Start of Available data

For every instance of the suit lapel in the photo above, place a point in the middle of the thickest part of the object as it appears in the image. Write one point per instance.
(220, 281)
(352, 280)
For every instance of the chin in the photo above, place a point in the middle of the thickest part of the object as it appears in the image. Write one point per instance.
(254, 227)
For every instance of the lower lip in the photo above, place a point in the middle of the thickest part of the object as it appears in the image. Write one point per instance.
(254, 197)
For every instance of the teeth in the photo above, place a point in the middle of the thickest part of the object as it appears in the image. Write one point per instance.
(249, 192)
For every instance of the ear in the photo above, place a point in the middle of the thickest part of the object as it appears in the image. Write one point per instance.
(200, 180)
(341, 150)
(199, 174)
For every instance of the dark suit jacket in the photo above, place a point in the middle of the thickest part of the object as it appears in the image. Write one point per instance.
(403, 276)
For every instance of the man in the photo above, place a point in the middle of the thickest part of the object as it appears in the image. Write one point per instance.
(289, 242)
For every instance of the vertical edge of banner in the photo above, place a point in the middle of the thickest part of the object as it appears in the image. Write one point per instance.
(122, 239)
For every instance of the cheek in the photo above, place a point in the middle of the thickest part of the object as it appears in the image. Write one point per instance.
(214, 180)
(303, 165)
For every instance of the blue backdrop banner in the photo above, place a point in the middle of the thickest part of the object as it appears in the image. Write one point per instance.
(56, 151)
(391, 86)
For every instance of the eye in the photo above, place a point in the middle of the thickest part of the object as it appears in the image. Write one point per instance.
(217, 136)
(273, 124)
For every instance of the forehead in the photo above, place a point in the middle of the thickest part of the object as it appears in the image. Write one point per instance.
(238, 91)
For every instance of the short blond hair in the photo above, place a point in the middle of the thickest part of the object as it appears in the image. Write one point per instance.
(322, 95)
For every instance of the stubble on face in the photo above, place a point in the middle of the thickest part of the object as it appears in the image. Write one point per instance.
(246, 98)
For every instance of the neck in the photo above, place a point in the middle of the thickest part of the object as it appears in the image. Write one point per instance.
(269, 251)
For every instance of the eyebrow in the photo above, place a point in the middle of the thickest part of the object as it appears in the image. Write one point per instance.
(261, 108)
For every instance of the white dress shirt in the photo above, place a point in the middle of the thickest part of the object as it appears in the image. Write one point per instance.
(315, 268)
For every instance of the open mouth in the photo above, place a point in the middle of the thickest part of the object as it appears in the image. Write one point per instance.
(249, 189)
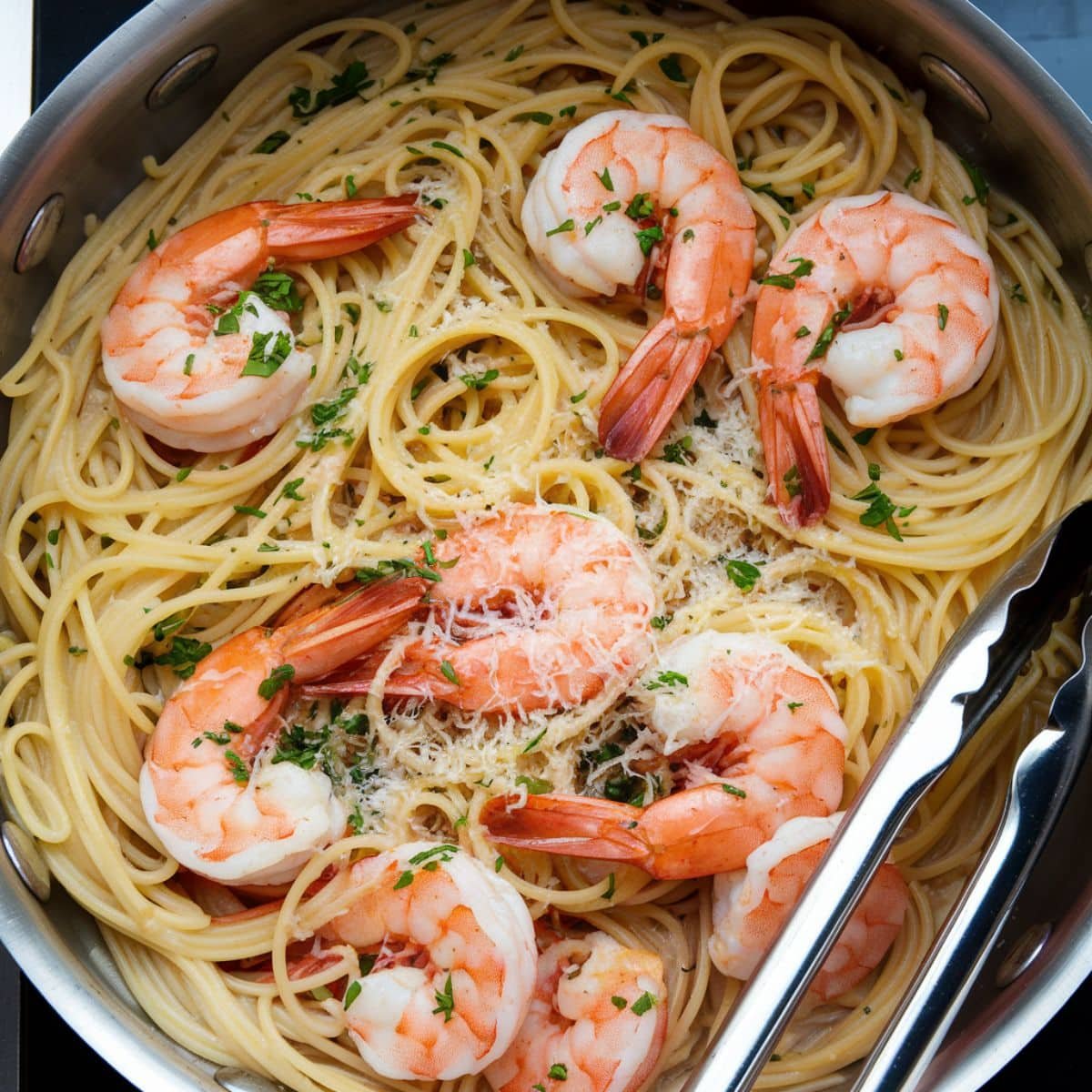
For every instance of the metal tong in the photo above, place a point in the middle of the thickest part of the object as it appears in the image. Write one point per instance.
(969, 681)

End of Available data

What is expected:
Could every entry be restated word for word, pictures excluded?

Result of the exercise:
For every instance of the suit lapel in the photo above, place a point in the middle of the thickest part of the object as it appears in the image. Write one point per instance.
(220, 281)
(352, 280)
For every instance of the chin in the photo above, place a point in the middle of the thickest part of the object as it appears in the image. Write one point per instance.
(254, 227)
For every instance of the lower lip in the photo above, place a point in the middle of the thickest part of the object as it appears in the image. Write one point per instance.
(254, 197)
For every instance of the teeth in the photo above, place a point in the middle of the thickest part of the object as it appears in the image. Write one point per instance.
(249, 192)
For every instance of the ear in the photo above, place a point in the middle of the thickest part of the object as it appears in the image. Write one point per instance.
(200, 180)
(341, 150)
(199, 174)
For every instance of the dark suit jacket in the photo above, place a point in the middle of the thickest part of the object as it appears in the image. Write one point per instance.
(403, 276)
For every instance of the man in the photo above, place a point in the middle of the thickest part of the object as it appears in the image. Write one point per instance.
(289, 242)
For every instance of the vertical edge of banner in the photo above, place a point in the middle of the thickest part of the object as it appears in the image. Write one point per instance.
(122, 239)
For every instance of the cheek in the photo above, place a point in the middle of the thickest part of the object as it appears in the image. Write one point per instance.
(214, 180)
(303, 165)
For every instance of the blue backdrop banner in the photo above, place a point in the middle of the thickest part of the object as it appears in the image. Write one point per instance.
(56, 151)
(391, 86)
For every instance of the eye in the photo above, place a point in the middle of the thickest part of the object as it appears in the image. Write one point per instance.
(217, 136)
(273, 124)
For every instance of the forehead in the photo above, place a point in the middle of the thickest part of the object as it appears in the image. Write one point per instance.
(238, 91)
For every instance of the short blond hair in the photo above, place a point in the middle of the thickest part of the object as it appears in the image. Write one point per instance.
(322, 95)
For every instance of the stubble on face in the photo above, place a point in the middle of the thickest part of the object as it appears in the image. Write one point per instance.
(246, 98)
For every instance of the neck in the photo above, place a point in the middle of the thickest part of the object as it appears in the image. Write one point per instance.
(269, 251)
For every instance of the eyebrow in the photo above, place a point in the middle of the thickest part of the object as it appears in the image. Write one point per instance.
(261, 108)
For every instance of the white dress shirt in the photo above, place a point in the middle of the thickest part of the object as it appears in the image. Write one point per instance.
(315, 268)
For every instance of the open mouth in the photo above, place a point in the middle of the thickest part of the object as it appears in the image. Write one point per instance.
(249, 189)
For every instance of the metal tong in the photo above, place a point in the middle of the thickest part of the object as it appears in the image. Write one point per instance.
(969, 681)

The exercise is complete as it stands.